— begin Supplied records —

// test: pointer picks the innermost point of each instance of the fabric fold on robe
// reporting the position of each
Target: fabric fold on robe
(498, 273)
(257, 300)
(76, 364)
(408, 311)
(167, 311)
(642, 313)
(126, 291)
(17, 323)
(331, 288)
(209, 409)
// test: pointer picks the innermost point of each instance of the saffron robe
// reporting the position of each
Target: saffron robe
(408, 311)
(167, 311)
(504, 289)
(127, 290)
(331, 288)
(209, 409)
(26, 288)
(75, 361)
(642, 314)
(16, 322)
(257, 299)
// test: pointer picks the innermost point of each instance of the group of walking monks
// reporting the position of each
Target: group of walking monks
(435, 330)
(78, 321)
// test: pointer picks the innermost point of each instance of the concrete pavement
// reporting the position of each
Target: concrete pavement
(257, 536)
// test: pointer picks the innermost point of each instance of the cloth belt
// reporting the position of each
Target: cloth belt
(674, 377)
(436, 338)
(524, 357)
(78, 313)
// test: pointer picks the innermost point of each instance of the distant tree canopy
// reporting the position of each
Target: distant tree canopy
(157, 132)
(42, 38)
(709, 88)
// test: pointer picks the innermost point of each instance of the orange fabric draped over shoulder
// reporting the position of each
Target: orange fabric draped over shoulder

— end Supplied records —

Task to carry out: Rewrite the lines above, replacing every occurrence of "innermost point" with "center point" and leaving everything else unchanged.

Task response:
// test: pointer picks the center point of each instance of the fabric fold on robe
// reporting the position of each
Target: fabric fold on robe
(498, 273)
(257, 300)
(76, 364)
(408, 311)
(167, 311)
(642, 313)
(126, 291)
(17, 323)
(331, 288)
(209, 409)
// test: pointer picks the center point of each instance of the saffron robe
// reporting the position of each
Target: saffron robe
(408, 311)
(167, 311)
(504, 289)
(127, 290)
(331, 288)
(209, 409)
(26, 288)
(75, 361)
(642, 314)
(16, 322)
(257, 299)
// test: pointer picks the center point of each instance of the group of walking monks
// reporting the position of each
Target: group of walking monks
(435, 330)
(78, 321)
// test: pointer picks the center point of each instance of the concrete pavement
// reporting the position of each
Target: concrete pavement
(257, 536)
// test: pointer picks the center point of each instance of the cloth belt
// reporting the position of each
Target: cloth belt
(674, 377)
(436, 338)
(524, 357)
(78, 313)
// test: pointer picks the center point of each instance of the distant tree canopy
// reporting the position of each
Target: distant tree canopy
(157, 132)
(42, 38)
(709, 88)
// test: pointer picks the center point of each instance of the orange fabric draped over shoulder
// reporting the position of each
Target: orange fabric draped over shoulder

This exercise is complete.